--- start of Stored records ---

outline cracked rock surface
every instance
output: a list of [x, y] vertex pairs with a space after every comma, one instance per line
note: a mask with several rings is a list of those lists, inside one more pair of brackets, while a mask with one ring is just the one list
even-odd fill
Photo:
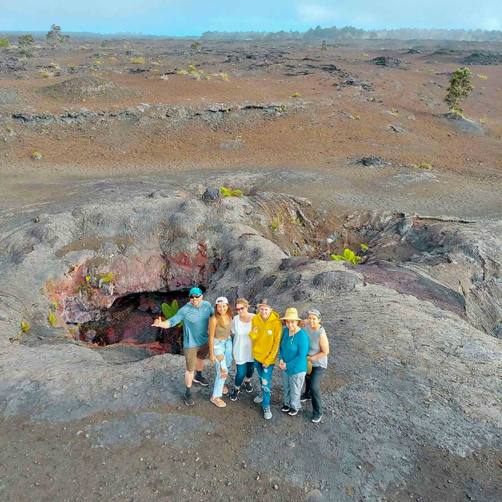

--- end of Stored records ---

_What needs to be done:_
Rewrite every line of the rows above as a JSON list of strings, one string per line and no blank lines. Leave the pictures out.

_Complete answer:_
[
  "outline cracked rock surface",
  "every instance",
  "output: a list of [x, y] vertex pairs with a space after every comma, one instance per line",
  "note: a mask with several rings is a list of those lists, inside one more pair of brackets, while a mask with one ring is just the one list",
  "even-odd fill",
  "Photo:"
]